■ GIVEN INSTRUCTION:
Your task is to transcribe the data in full.

■ SUPPLIED RECORDS:

+++

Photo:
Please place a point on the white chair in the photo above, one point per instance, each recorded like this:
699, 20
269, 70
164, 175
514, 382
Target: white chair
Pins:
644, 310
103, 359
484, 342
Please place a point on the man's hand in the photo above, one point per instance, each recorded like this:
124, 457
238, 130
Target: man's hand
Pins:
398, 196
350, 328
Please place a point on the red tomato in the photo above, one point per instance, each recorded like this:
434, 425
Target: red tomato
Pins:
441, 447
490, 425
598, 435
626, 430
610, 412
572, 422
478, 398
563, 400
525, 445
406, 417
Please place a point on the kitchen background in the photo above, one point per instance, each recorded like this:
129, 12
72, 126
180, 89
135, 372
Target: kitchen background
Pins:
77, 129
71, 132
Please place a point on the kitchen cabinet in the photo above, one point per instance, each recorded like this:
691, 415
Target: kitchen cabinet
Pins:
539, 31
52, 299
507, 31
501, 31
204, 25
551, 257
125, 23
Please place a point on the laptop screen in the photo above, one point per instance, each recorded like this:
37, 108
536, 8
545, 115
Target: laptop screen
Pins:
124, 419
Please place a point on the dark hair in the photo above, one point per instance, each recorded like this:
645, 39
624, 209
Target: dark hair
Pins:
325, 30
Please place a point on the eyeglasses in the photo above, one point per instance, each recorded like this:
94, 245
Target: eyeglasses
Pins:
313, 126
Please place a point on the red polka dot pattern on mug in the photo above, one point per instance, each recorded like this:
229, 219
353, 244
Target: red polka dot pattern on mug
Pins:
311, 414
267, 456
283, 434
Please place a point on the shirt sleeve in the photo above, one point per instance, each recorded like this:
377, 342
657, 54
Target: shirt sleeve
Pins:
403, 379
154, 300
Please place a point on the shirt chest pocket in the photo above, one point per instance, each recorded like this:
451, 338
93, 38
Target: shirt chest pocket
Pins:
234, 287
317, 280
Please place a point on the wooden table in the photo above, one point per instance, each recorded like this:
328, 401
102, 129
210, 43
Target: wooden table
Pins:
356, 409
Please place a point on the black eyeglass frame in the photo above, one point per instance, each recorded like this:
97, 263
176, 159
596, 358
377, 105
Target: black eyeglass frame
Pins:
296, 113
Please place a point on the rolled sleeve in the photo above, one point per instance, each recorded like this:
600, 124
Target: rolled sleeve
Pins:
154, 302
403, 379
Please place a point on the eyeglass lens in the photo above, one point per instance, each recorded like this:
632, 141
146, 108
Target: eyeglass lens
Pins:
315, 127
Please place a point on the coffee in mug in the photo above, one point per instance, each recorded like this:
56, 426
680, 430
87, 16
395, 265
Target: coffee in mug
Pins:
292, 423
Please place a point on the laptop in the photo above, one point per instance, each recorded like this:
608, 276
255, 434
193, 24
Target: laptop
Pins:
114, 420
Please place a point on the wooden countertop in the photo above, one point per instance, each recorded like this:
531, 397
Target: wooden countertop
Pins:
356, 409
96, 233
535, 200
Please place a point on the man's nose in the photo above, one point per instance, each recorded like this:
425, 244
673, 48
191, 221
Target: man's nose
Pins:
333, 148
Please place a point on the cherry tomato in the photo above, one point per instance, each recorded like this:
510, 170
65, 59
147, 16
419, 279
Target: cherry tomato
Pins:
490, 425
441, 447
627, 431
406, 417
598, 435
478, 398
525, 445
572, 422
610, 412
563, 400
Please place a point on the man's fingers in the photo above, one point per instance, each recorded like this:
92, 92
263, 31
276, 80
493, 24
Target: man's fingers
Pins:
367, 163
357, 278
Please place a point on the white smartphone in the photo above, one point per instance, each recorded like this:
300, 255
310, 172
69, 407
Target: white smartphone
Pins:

+++

■ SOLUTION TO THIS PROBLEM:
Photo:
Please place a point on the white chair in the photo above, one point per instance, each recorded like this:
699, 20
269, 70
164, 175
514, 382
Target: white chair
Pins:
644, 310
103, 359
484, 342
Please place a point on the man's hand in the photo above, one point per instance, each recorded like this:
124, 457
238, 130
Target: man's hand
Pins:
398, 196
350, 328
Please place a point on the red tomato in the photo above, one point per instance, each recorded like this:
434, 425
Target: red tomato
Pins:
441, 447
490, 425
598, 435
626, 430
610, 412
572, 422
478, 398
563, 400
525, 445
406, 417
Please place a point on the kitchen background in the photo above, one point per instance, each recorded like this:
129, 12
72, 126
180, 89
135, 372
Target: kitchen background
Pins:
77, 129
71, 132
Please place a point on the kitchen cabinet in the photo above, one point per instance, each recorded like this:
691, 415
Target: kitchen cabinet
Pins:
539, 31
52, 299
507, 31
501, 31
204, 25
551, 257
125, 23
Please place a point on the laptop screen in the photo above, one point per instance, each recorded like this:
37, 108
536, 8
545, 115
Target: laptop screen
Pins:
124, 419
Please place a point on the dark hair in the photo above, one point per instance, each recorded like this:
645, 39
624, 209
Target: dark hair
Pins:
325, 30
Please place a point on the eyeglasses in the photo above, one point per instance, each recorded like this:
94, 245
Target: eyeglasses
Pins:
313, 126
Please place a point on the red polka dot pattern on mug in the photo above, one point per instance, each recorded like this:
229, 219
353, 244
Target: red polka dot pattern on mug
Pins:
311, 414
267, 456
283, 434
Please place a point on the shirt sleeve in the photo above, one point per instance, each recorded like this:
377, 342
657, 54
Target: shirt sleeve
Pins:
403, 379
154, 300
Please place a point on the shirt chest pocket in the photo above, one point per instance, each recorded like this:
451, 338
93, 38
Target: shirt chest pocket
Pins:
234, 287
317, 280
Please place a point on the wooden table in the photo above, one point per instance, each recorded like this:
328, 401
102, 129
210, 43
Target: wooden table
Pins:
356, 409
Please place a point on the black eyeglass frame in the photo above, one point per instance, each recorded like this:
97, 263
176, 159
596, 358
377, 105
Target: black eyeglass frame
Pins:
296, 113
Please place a point on the rolled sleeve in the photo above, one point per instance, each recorded like this:
600, 124
Target: rolled sleeve
Pins:
154, 302
403, 379
Please place a point on the eyeglass lens in the photo above, one point per instance, each recorded like this:
632, 141
146, 108
Target: eyeglass lens
Pins:
315, 127
Please place a point on the coffee in mug in the photo above, one point per instance, each recorded like this:
56, 426
680, 430
87, 16
395, 265
Target: coffee in mug
Pins:
292, 423
Please place a point on the laptop in the photo above, one point per instance, each recorded like this:
608, 276
255, 434
193, 24
Target: laptop
Pins:
114, 420
Please place a point on the wooden countertop in the photo above, one point per instance, each recorded like this:
531, 397
Target: wooden countertop
Pins:
356, 409
96, 233
535, 200
Please place a point on the man's nose in the photo above, one point per instance, each recorded like this:
425, 244
673, 48
191, 221
Target: man's nose
Pins:
333, 148
Please place a point on the cherry tomato in the photo above, one point per instance, each recorded like this:
510, 170
65, 59
147, 16
419, 279
Target: cherry tomato
Pins:
490, 425
441, 447
627, 431
406, 417
598, 435
478, 398
525, 445
572, 422
610, 412
563, 400
Please place a point on the man's fingers in the photo above, one point per instance, each recorded like this:
92, 92
263, 31
276, 80
493, 24
Target: man's fingers
Pins:
367, 163
357, 278
Please place a point on the white smartphone in the photo above, one point per instance, each recorded like this:
300, 255
310, 172
69, 407
Target: white smartphone
Pins:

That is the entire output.